SET TASK: Would you set down every entry shown below, precisely as written?

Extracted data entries

+--

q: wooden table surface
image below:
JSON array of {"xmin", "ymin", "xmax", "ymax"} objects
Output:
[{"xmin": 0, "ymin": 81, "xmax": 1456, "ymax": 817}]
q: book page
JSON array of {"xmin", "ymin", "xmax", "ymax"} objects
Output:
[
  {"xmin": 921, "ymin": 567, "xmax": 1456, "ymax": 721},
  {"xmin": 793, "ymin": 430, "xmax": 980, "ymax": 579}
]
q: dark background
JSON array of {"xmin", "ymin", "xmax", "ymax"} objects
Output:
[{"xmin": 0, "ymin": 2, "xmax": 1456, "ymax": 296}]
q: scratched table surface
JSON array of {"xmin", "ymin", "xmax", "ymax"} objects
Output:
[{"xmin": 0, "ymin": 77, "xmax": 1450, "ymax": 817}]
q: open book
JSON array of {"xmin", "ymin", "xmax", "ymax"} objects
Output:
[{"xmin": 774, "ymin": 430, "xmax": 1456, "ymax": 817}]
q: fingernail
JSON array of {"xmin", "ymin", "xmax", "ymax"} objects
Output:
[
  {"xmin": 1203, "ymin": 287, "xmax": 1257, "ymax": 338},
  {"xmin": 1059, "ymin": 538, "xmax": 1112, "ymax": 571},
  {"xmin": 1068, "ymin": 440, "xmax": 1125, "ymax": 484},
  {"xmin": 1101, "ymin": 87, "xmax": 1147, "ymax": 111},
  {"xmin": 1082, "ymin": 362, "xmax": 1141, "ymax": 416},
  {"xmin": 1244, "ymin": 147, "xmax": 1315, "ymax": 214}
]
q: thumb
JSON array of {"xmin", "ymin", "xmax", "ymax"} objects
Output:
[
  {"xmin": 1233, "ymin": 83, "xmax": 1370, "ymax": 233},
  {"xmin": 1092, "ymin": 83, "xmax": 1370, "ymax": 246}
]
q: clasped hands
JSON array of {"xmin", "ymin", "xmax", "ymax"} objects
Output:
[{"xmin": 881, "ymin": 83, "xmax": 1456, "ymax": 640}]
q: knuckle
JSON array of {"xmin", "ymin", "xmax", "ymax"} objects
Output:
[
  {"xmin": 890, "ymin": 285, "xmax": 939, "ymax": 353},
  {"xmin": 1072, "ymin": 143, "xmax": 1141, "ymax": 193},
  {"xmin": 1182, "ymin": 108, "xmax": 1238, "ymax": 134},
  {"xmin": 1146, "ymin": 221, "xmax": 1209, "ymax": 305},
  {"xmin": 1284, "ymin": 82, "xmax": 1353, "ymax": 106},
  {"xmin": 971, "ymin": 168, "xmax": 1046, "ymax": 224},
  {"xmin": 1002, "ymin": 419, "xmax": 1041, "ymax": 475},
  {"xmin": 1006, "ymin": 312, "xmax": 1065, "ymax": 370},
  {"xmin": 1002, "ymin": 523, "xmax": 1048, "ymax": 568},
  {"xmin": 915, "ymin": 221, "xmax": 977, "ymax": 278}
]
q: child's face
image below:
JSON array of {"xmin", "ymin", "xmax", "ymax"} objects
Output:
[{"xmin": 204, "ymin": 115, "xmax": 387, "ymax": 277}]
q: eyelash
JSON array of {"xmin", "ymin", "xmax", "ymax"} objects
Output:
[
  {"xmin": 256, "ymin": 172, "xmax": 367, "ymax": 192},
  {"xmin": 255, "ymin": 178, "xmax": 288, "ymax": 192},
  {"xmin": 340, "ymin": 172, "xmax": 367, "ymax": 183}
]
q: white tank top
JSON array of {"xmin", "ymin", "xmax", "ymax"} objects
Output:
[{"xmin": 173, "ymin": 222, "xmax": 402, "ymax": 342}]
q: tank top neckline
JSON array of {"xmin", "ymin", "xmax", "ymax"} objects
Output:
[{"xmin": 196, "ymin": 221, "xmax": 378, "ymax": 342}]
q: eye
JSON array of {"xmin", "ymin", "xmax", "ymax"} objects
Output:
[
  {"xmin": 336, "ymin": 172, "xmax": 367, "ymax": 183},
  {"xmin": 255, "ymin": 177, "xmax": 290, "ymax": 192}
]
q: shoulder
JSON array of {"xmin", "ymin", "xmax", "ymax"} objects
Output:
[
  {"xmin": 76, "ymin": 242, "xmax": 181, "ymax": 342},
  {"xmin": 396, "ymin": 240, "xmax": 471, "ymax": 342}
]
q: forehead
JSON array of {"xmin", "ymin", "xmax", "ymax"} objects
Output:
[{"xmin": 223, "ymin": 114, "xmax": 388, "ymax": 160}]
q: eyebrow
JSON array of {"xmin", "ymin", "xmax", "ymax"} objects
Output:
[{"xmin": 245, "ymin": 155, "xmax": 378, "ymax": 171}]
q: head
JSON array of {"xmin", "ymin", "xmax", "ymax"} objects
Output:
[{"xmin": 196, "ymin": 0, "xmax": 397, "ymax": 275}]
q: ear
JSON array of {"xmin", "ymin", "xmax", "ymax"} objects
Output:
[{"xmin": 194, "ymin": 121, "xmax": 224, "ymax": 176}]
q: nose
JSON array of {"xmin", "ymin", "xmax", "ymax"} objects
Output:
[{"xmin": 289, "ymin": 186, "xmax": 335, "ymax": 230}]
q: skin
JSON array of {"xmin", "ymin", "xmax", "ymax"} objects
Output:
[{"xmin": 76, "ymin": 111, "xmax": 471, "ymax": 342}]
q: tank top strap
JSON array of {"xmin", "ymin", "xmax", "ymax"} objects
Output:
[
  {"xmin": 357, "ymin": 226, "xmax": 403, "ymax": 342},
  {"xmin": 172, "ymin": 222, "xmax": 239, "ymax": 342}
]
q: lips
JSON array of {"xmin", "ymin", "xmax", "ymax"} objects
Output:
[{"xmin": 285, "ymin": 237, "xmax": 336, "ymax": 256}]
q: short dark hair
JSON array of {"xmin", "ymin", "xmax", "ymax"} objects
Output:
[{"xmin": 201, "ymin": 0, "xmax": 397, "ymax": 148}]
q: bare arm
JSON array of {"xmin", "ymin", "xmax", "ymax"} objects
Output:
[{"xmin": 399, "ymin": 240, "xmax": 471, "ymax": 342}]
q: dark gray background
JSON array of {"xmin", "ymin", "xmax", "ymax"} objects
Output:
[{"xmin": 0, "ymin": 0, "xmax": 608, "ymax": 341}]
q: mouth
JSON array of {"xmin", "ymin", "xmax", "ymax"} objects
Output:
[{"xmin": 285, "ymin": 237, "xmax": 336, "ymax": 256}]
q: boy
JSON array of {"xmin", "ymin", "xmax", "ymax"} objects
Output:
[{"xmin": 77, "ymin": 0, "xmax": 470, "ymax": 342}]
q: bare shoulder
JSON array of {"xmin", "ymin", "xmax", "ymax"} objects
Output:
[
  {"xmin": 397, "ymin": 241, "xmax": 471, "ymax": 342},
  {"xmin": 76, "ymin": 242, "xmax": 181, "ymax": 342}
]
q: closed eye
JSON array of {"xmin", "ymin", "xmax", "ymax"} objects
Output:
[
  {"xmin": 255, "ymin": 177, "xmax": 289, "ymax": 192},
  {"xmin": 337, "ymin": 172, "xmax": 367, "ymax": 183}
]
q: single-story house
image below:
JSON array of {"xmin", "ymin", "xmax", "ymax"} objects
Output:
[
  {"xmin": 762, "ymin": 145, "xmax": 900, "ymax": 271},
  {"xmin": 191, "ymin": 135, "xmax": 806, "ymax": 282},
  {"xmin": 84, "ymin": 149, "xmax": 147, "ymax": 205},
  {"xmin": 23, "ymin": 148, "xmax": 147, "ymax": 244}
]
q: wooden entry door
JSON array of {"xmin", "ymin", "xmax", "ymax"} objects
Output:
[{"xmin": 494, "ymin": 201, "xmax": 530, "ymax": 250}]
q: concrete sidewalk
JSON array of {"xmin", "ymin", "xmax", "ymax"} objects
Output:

+--

FINISHED ANSWER:
q: wooden table surface
image below:
JSON array of {"xmin", "ymin", "xmax", "ymax"} objects
Output:
[{"xmin": 0, "ymin": 81, "xmax": 1456, "ymax": 817}]
q: book page
JSON array of {"xmin", "ymin", "xmax", "ymax"} objects
Output:
[
  {"xmin": 921, "ymin": 567, "xmax": 1456, "ymax": 721},
  {"xmin": 793, "ymin": 430, "xmax": 980, "ymax": 579}
]
q: dark background
JSON array of {"xmin", "ymin", "xmax", "ymax"} objects
Output:
[{"xmin": 0, "ymin": 2, "xmax": 1456, "ymax": 296}]
q: scratched table surface
JSON array of {"xmin", "ymin", "xmax", "ymax"} objects
Output:
[{"xmin": 0, "ymin": 77, "xmax": 1450, "ymax": 817}]
q: open book
JSON array of {"xmin", "ymin", "xmax", "ymax"} objects
Output:
[{"xmin": 774, "ymin": 430, "xmax": 1456, "ymax": 817}]
q: fingernail
JSON array of {"xmin", "ymin", "xmax", "ymax"} objects
Output:
[
  {"xmin": 1203, "ymin": 287, "xmax": 1257, "ymax": 338},
  {"xmin": 1059, "ymin": 538, "xmax": 1112, "ymax": 571},
  {"xmin": 1068, "ymin": 440, "xmax": 1125, "ymax": 484},
  {"xmin": 1101, "ymin": 87, "xmax": 1147, "ymax": 111},
  {"xmin": 1082, "ymin": 362, "xmax": 1141, "ymax": 416},
  {"xmin": 1244, "ymin": 147, "xmax": 1315, "ymax": 214}
]
q: thumb
JSON array of {"xmin", "ymin", "xmax", "ymax"} objects
Output:
[
  {"xmin": 1233, "ymin": 83, "xmax": 1370, "ymax": 233},
  {"xmin": 1092, "ymin": 83, "xmax": 1370, "ymax": 246}
]
q: clasped hands
JSON array of {"xmin", "ymin", "xmax", "ymax"} objects
Output:
[{"xmin": 881, "ymin": 83, "xmax": 1456, "ymax": 640}]
q: knuckle
JSON array of {"xmin", "ymin", "xmax", "ymax"} objects
Output:
[
  {"xmin": 890, "ymin": 285, "xmax": 939, "ymax": 353},
  {"xmin": 1072, "ymin": 143, "xmax": 1141, "ymax": 193},
  {"xmin": 1182, "ymin": 108, "xmax": 1238, "ymax": 134},
  {"xmin": 1146, "ymin": 221, "xmax": 1209, "ymax": 305},
  {"xmin": 1284, "ymin": 82, "xmax": 1353, "ymax": 106},
  {"xmin": 971, "ymin": 168, "xmax": 1046, "ymax": 224},
  {"xmin": 1002, "ymin": 419, "xmax": 1041, "ymax": 475},
  {"xmin": 1006, "ymin": 312, "xmax": 1065, "ymax": 370},
  {"xmin": 1002, "ymin": 523, "xmax": 1048, "ymax": 568},
  {"xmin": 915, "ymin": 221, "xmax": 977, "ymax": 278}
]
q: child's face
image below:
JSON array of {"xmin", "ymin", "xmax", "ymax"} objects
Output:
[{"xmin": 204, "ymin": 115, "xmax": 387, "ymax": 277}]
q: eyelash
JSON array of {"xmin", "ymin", "xmax", "ymax"} objects
Output:
[
  {"xmin": 256, "ymin": 172, "xmax": 367, "ymax": 192},
  {"xmin": 255, "ymin": 178, "xmax": 288, "ymax": 192},
  {"xmin": 340, "ymin": 172, "xmax": 367, "ymax": 183}
]
q: white tank top
JSON array of {"xmin", "ymin", "xmax", "ymax"} objects
Output:
[{"xmin": 173, "ymin": 222, "xmax": 402, "ymax": 342}]
q: tank top neckline
JSON array of {"xmin", "ymin", "xmax", "ymax"} objects
Output:
[{"xmin": 196, "ymin": 221, "xmax": 378, "ymax": 342}]
q: eye
JSON array of {"xmin", "ymin", "xmax", "ymax"} objects
Output:
[
  {"xmin": 336, "ymin": 172, "xmax": 367, "ymax": 183},
  {"xmin": 255, "ymin": 177, "xmax": 290, "ymax": 192}
]
q: shoulder
JSON array of {"xmin", "ymin", "xmax", "ymax"} objects
Output:
[
  {"xmin": 76, "ymin": 242, "xmax": 181, "ymax": 342},
  {"xmin": 396, "ymin": 240, "xmax": 471, "ymax": 342}
]
q: forehead
JSON array of {"xmin", "ymin", "xmax", "ymax"} objects
Output:
[{"xmin": 223, "ymin": 114, "xmax": 388, "ymax": 160}]
q: eyebrow
JSON array of {"xmin", "ymin", "xmax", "ymax"} objects
Output:
[{"xmin": 245, "ymin": 155, "xmax": 378, "ymax": 171}]
q: head
JSON array of {"xmin", "ymin", "xmax", "ymax"} objects
Output:
[{"xmin": 196, "ymin": 0, "xmax": 397, "ymax": 275}]
q: ear
JSON array of {"xmin", "ymin", "xmax", "ymax"} objects
Output:
[{"xmin": 194, "ymin": 121, "xmax": 224, "ymax": 176}]
q: nose
JSON array of {"xmin", "ymin", "xmax", "ymax"} objects
Output:
[{"xmin": 289, "ymin": 186, "xmax": 335, "ymax": 230}]
q: skin
JSON array of {"xmin", "ymin", "xmax", "ymax"} objects
Output:
[{"xmin": 76, "ymin": 111, "xmax": 471, "ymax": 342}]
q: tank top strap
JSON array of {"xmin", "ymin", "xmax", "ymax"} objects
Output:
[
  {"xmin": 357, "ymin": 226, "xmax": 403, "ymax": 342},
  {"xmin": 172, "ymin": 222, "xmax": 239, "ymax": 342}
]
q: lips
JSON array of {"xmin", "ymin", "xmax", "ymax"} objects
Output:
[{"xmin": 285, "ymin": 237, "xmax": 336, "ymax": 256}]
q: short dark hair
JSON array of {"xmin", "ymin", "xmax", "ymax"} objects
Output:
[{"xmin": 201, "ymin": 0, "xmax": 397, "ymax": 148}]
q: bare arm
JSON array of {"xmin", "ymin", "xmax", "ymax"} objects
Output:
[{"xmin": 399, "ymin": 240, "xmax": 471, "ymax": 342}]
q: dark gray background
JSON array of {"xmin", "ymin", "xmax", "ymax"} objects
Output:
[{"xmin": 0, "ymin": 0, "xmax": 608, "ymax": 341}]
q: mouth
JSON array of {"xmin", "ymin", "xmax", "ymax"} objects
Output:
[{"xmin": 285, "ymin": 237, "xmax": 336, "ymax": 256}]
q: boy
JSON array of {"xmin", "ymin", "xmax", "ymax"} objects
Output:
[{"xmin": 77, "ymin": 0, "xmax": 470, "ymax": 342}]
q: bare shoulder
JSON array of {"xmin", "ymin", "xmax", "ymax"} objects
Output:
[
  {"xmin": 397, "ymin": 241, "xmax": 471, "ymax": 342},
  {"xmin": 76, "ymin": 242, "xmax": 181, "ymax": 342}
]
q: closed eye
JSON array of {"xmin", "ymin", "xmax", "ymax"} objects
Output:
[
  {"xmin": 255, "ymin": 177, "xmax": 289, "ymax": 192},
  {"xmin": 337, "ymin": 172, "xmax": 367, "ymax": 183}
]
q: single-story house
image below:
JSON array of {"xmin", "ymin", "xmax", "ymax"} objects
Output:
[
  {"xmin": 762, "ymin": 145, "xmax": 900, "ymax": 271},
  {"xmin": 191, "ymin": 135, "xmax": 806, "ymax": 282},
  {"xmin": 84, "ymin": 149, "xmax": 147, "ymax": 205},
  {"xmin": 23, "ymin": 148, "xmax": 147, "ymax": 244}
]
q: wooden entry door
JSON array of {"xmin", "ymin", "xmax", "ymax"} objects
Output:
[{"xmin": 494, "ymin": 201, "xmax": 530, "ymax": 250}]
q: concrete sidewalk
JSON array of {"xmin", "ymin", "xmax", "ymax"} objects
Output:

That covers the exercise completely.